**DOCUMENT TEXT:**
---
Micro-Benchmark Results - Experimental Results

0.6 Experimental Results

0.6.3 Micro-Benchmark Results

Test Procedure

The micro-benchmark test procedure in this study consists of four phases: insertion, update, query, and deletion. The NOR flash is entirely empty before this benchmark. The first phase sequentially inserts 25,000 consecutive keys. The second phase performs 800,000 key updates using a Gaussian random variable for key selection, forming a temporal locality in the access pattern. The third phase performs 800,000 key queries using the same random variable for key selection. The final phase randomly removes all the keys. The mean and the variance of the Gaussian random variable are the median of all the keys and one-sixth the total number of keys, respectively.

Figure 15: The total execution time of the micro-benchmark in different flash size 1 mega-byte, 2 mega-mega-byte, 4 mega-mega-byte, and 8 mega-byte

Fat Lists versus µ Trees

Figure 14 shows the micro-benchmark results in different flash size. Before discussing these results, recall that NOR flash is very slow on write and erase but extremely fast on read.

The page size of µ-tree is 512 bytes in order to contain all data after the insertion phase.

In insertion phase, the flash size does not affect the performance on fat lists and µ-tree, because the minimum need of flash size to build up the list and tree is less than 1M.

Therefore, fat lists and µ-tree does not trigger any garbage-collection activities. The read time of µ-tree is less than fat lists because the query performance in µ-tree is determined by its height. µ-tree is also a balanced tree, so the increase of height is very slow. For this reason, its hard to outperform µ-tree in query. However, the write time of µ-tree is much more than fat lists because µ-tree has to rewrite all path on every structural modification of leaf node. Since NOR flash is much more slower on write than on read, fat lists outperforms µ-tree in insertion phase.
---
**REQUESTS:**
A. Decide whether each statement agrees with the micro-benchmark text, answering yes or no and quoting the words of the text that decide it: (i) The NOR flash already holds data when the benchmark begins. (ii) The first phase inserts 25,000 consecutive keys in sequence. (iii) During the insertion phase, flash size changes the performance of fat lists and µ-tree.
B. Write the next part of the micro-benchmark text, continuing after its last sentence.
The data that come after the micro-benchmark text are not needed for any task here.

**DATASET EXTRACT:**
---
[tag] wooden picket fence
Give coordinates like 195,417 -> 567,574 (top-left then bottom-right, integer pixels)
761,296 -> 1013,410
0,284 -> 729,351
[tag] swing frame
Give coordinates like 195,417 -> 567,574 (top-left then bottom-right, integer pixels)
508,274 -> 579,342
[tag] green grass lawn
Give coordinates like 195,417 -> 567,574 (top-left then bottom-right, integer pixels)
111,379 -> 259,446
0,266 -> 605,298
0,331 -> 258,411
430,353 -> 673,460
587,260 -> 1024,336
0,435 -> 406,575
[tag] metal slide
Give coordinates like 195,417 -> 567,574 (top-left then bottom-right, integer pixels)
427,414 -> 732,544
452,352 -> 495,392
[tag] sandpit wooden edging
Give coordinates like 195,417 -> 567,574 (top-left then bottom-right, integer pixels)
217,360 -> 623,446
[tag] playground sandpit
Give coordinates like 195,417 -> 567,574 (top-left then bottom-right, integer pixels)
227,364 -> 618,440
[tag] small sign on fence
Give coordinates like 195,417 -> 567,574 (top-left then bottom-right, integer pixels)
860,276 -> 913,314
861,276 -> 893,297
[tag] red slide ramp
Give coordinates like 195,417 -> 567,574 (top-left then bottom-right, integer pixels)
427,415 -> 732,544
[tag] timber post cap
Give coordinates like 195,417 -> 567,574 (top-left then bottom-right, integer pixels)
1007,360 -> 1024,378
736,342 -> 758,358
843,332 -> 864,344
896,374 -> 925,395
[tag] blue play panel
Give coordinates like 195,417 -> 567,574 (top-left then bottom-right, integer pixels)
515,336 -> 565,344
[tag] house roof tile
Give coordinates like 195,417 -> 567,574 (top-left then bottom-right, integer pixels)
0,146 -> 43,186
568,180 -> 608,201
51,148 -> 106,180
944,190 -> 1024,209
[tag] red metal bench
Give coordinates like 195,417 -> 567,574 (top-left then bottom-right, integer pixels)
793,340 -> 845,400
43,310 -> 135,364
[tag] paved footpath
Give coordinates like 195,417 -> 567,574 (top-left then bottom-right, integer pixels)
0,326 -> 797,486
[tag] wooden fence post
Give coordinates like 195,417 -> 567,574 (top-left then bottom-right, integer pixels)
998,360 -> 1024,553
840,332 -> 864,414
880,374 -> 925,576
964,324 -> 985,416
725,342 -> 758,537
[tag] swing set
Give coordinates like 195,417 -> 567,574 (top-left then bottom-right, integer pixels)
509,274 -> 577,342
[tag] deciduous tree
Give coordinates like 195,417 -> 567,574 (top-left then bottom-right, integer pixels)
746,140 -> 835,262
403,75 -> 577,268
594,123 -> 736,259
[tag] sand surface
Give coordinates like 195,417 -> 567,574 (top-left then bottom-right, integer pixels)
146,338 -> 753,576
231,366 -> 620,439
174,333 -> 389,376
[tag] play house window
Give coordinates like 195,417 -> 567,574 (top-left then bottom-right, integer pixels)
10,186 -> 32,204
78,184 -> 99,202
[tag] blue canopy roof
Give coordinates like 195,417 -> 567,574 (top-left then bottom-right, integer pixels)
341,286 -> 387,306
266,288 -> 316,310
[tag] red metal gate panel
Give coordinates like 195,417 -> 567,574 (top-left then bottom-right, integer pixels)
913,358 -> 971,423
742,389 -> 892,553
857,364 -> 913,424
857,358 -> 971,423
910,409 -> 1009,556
---
**RESPONSES TO THE EXERCISE:**
A.
(i) No: "The NOR flash is entirely empty before this benchmark."
(ii) Yes: "The first phase sequentially inserts 25,000 consecutive keys."
(iii) No: "the flash size does not affect the performance on fat lists and µ-tree"

B.
Although there is no garbage-collection activity in insertion phase, the minimum need of space to build up µ-tree is more than that of fat lists after inserting all keys. This is because the data in µ-tree is all contained in leaf node, and every leaf node in µ-tree occupy a page. A leaf node with size 256 byte in µ-tree need 512 bytes, and an object size in fat lists is 353 bytes including 20 data, 20 keys, a 20-bit bitmap, and a pointer pool of size 7,

two words each. The leaf nodes in µ-tree contain a little bit more data than objects in fat27 lists, but the occupied size is much larger. Therefore, to build up µ-tree needs more space than fat lists. In the same flash size, the free space of µ-tree would less than fat lists.

In update phase, Both fat lists and µ-tree experience garbage-collection activities. As the flash size decrease, the performance of fat lists and µ-tree also decrease. The read time of µ-tree is still less than fat lists, but the write and erase time of µ-tree is much more than fat lists. This is not only because µ-tree has to rewrite all path on every structural modification but also because the free space of µ-tree is less than fat lists. Rewriting all path increase write time, and less free space increase erase time. Therefore, fat lists outperforms µ-tree in update phase.

µ-tree outperforms fat list in query phase. Query in balanced tree is fast, and its hard to outperform tree in query. This is a tradeoff between the performance of read-only queries and read-write operations. Because read operation is much faster than write and erase, we choose to sacrifice the performance of read-only queries and improve the performance of read-write operations.

The deletion phase is also a read-write phase. When deleting keys, the structural modi-fications are less than update. However, fat lists still outperforms µ-tree. Figure 15 shows the total execution time of the micro-benchmark in different flash size. Although µ-tree outperforms fat list in query phase, fat lists is still two times faster than µ-tree in the total execution time because NOR flash is fast on read. Overall, this micro-benchmark shows that fat lists is much faster than µ-tree.

Maximum Level and Turnstile Size

This section analyzes fat lists performance under different settings. The first experiment evaluates fat lists using different maximum levels. Figure 16 presents the experimental results of the micro-benchmark. In insertion phase, the difference of write time between different settings of maximum level is small, but the read time decrease as the maximum level increase. This is because the higher level can skip more distance than lower level.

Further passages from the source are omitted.